-------- Фрагмент текста
Он считает, что ты, Дима, можешь быть прекрасно устроен здесь, что работы найдется сколько угодно (это же я поняла по разговорам с Леонидовыми, Олег Леонидов массу работает и хорошо зарабатывает), что никаких причин ждать тебе нехорошего к себе отношения нет, что если и были когда-нибудь какие-нибудь глупые разговоры, не имеющие никакой подкладки под собой, то и эти уже давно забыты, что у тебя много друзей, которые тебя любят верно и хорошо (как он сам и Коля Тихонов, в первую очередь, а за этим и Павел, которого я ещё не успела повидать, и твои ученики. Вызов тебе будет послан для всей семьи, то есть для тебя, Туси и Поли".
Луговской явно продолжал волноваться, что его эвакуация в Ташкент, "бегство", повлияет на его жизнь по возвращении в столицу. Бесконечные оговорки Елены Сергеевны о том, кто как относится к Луговскому, связаны с тем, что он ожидал в Москве тех же упреков и оскорблений, какие уже слышал в Ташкенте. Елена Сергеевна встречается с его друзьями, чтобы разузнать об их настроении. Еще она рассказывает везде, где появляется, сюжеты и смысл его поэмы. Слухи о поэме распространяются быстрее приезда автора. Его принимают с огромным любопытством. Он читает поэму в доме Б. Пастернака, где в тот момент гостил С. Чиковани, её слушают в первой, наиболее жесткой редакции Антокольский и Паустовский, Фадеев и Тихонов и многие другие. Все сходятся в одном: напечатать поэму будет невозможно, хотя создано нечто необычное и замечательное.
----------------
-------- Отобранные записи
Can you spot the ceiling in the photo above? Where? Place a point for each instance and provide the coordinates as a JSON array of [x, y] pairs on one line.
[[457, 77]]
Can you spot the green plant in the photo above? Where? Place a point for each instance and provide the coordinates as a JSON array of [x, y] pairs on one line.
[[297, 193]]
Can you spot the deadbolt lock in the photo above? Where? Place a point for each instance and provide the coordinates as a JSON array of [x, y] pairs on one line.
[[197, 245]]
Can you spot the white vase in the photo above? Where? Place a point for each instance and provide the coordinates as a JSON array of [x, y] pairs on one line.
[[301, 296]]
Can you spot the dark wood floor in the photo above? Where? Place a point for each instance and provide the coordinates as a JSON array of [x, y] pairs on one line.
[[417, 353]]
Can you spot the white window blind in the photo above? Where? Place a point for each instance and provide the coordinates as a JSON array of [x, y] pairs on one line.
----------------
__Задачи для решения__:
1. Выпишите из отрывка о Луговском дословно всё, начиная со слов «Луговской явно продолжал» и вплоть до слов «необычное и замечательное.».
2. Продолжите отрывок о Луговском, начав сразу после его последнего предложения.

__Ответы по номерам__:
1.
Луговской явно продолжал волноваться, что его эвакуация в Ташкент, "бегство", повлияет на его жизнь по возвращении в столицу. Бесконечные оговорки Елены Сергеевны о том, кто как относится к Луговскому, связаны с тем, что он ожидал в Москве тех же упреков и оскорблений, какие уже слышал в Ташкенте. Елена Сергеевна встречается с его друзьями, чтобы разузнать об их настроении. Еще она рассказывает везде, где появляется, сюжеты и смысл его поэмы. Слухи о поэме распространяются быстрее приезда автора. Его принимают с огромным любопытством. Он читает поэму в доме Б. Пастернака, где в тот момент гостил С. Чиковани, её слушают в первой, наиболее жесткой редакции Антокольский и Паустовский, Фадеев и Тихонов и многие другие. Все сходятся в одном: напечатать поэму будет невозможно, хотя создано нечто необычное и замечательное.

2.
"Саша Фадеев сказал: во-первых, он получит все то, что получают писатели с его именем и положением, то есть рабочую карточку (примерно это – 2 кг мяса, 800 гр. жиров и столько же сладкого, 2 кг крупы, соль, спички, папиросы, овощи и т.д., кроме того – хлеба 600 гр.). Я могу ошибиться, но очень немного в смысле количеств, я ведь не видела такой карточки, а только спрашивала про нее. Кроме же нее, можешь получить литерный обед или же сухой паек: 6 кг хлеба, 5 кг мяса, 2 – крупы, 500 гр. сахару, 10 яиц, и ещё какая-то мелочь – в месяц. Кроме этого писатели получают или ужин, или ещё одну карточку, силой как рабочая... Ну, а затем надо работать, как работают все в Москве, и тогда будут и деньги, и душевное удовлетворение. По иждивенческим карточкам дают мало, почти ничего. Про работу, повторяю, Саша Фадеев сказал, что её сколько угодно. В ГАБТе я не была, никого не видела.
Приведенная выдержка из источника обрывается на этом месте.